- _TEXT PASSAGE_
=-=-=

Terisa: It felt exhilarating because it’s a global stage, people came from around the world to spend a few weeks together to talk about how are we going to get ourselves out of this climate devastation and what are our best solutions.. I am grateful for the times in which I can share work about the Pacific, about being Samoan. Something that maybe they didn’t have any knowledge of before. And I’m always thankful for those opportunities to share work in those ways… But there is this element of tokenization that happens often people want to hear your story… They for sure want to hear the tragic, traumatic parts of it so that they can feel something so that they can be stirred up with emotions in order to care and change and act. But then there’s this gross feeling to it sometimes too, where there’s this extraction… extracting people for their trauma, for their most devastating parts and not like seeing them as these whole human communities that deserve more.

Terisa: And so these climate convenings are interesting in those ways. I try to manage how much energy I give, to who and why… It’s like trying to heal the system within the system. I mean, we don’t even have to be at a global convening to feel that. I think that’s a daily thing for me, to ask what are people’s intentions? Am I clear on my own values? Am I aligned with them?

Pen: You mentioned value. How do you show your value as an artist in this line of work?

Terisa: There was a moment where I was in a Bay Area organizing space in which the facilitator was asking us, “like what our values were? And in asking us more importantly, like, do we know what our values are? and how do we know what they are? And she was asking us, like, Do you write them down? Do you review them? Do you adjust them? And I had to get real of myself around like, No, I don’t do a lot of those things. I think we in our head theoretically is like, Yeah, I have values. Of course I have them. Who do you think I am? But it’s like, how do I measure if I’m aligned with my values?… I think it’s a daily practice and I’m not an expert at it at all. Every day I’m trying to figure out how to do it better.

=-=-=

- _DIRECTIONS FOR THIS TASK_
Copy the interview word for word between "Pen: You mentioned" and "do it better.", inclusive. The material after this point is separate from the interview.

[Excerpt from a data file]

=-=-=

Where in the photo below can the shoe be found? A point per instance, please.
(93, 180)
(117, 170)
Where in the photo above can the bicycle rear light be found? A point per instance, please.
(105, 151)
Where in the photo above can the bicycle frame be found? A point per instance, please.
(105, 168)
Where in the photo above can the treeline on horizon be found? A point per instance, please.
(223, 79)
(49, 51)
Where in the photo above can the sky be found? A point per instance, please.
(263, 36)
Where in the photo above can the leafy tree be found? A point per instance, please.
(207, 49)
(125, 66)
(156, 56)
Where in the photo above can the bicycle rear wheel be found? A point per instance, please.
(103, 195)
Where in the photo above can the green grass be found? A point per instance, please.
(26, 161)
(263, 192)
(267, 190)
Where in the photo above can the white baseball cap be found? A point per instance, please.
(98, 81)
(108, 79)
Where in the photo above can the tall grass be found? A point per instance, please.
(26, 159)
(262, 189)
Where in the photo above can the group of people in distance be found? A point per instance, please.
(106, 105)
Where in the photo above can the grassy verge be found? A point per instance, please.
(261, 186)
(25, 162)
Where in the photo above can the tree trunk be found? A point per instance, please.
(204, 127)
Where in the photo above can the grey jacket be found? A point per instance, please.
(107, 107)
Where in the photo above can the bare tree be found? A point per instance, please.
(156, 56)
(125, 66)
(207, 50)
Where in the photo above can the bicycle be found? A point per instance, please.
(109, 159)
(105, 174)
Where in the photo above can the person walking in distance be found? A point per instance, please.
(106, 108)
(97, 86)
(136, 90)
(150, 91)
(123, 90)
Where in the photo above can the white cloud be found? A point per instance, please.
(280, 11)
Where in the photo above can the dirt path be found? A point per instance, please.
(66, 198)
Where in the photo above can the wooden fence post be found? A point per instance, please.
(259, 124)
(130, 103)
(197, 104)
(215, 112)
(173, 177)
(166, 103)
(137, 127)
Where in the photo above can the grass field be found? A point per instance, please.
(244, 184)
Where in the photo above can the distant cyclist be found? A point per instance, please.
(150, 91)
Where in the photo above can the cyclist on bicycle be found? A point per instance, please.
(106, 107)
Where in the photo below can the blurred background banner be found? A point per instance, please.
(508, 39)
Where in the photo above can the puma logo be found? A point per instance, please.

=-=-=

- _SOLUTION TO THE EXERCISE_
Pen: You mentioned value. How do you show your value as an artist in this line of work?

Terisa: There was a moment where I was in a Bay Area organizing space in which the facilitator was asking us, “like what our values were? And in asking us more importantly, like, do we know what our values are? and how do we know what they are? And she was asking us, like, Do you write them down? Do you review them? Do you adjust them? And I had to get real of myself around like, No, I don’t do a lot of those things. I think we in our head theoretically is like, Yeah, I have values. Of course I have them. Who do you think I am? But it’s like, how do I measure if I’m aligned with my values?… I think it’s a daily practice and I’m not an expert at it at all. Every day I’m trying to figure out how to do it better.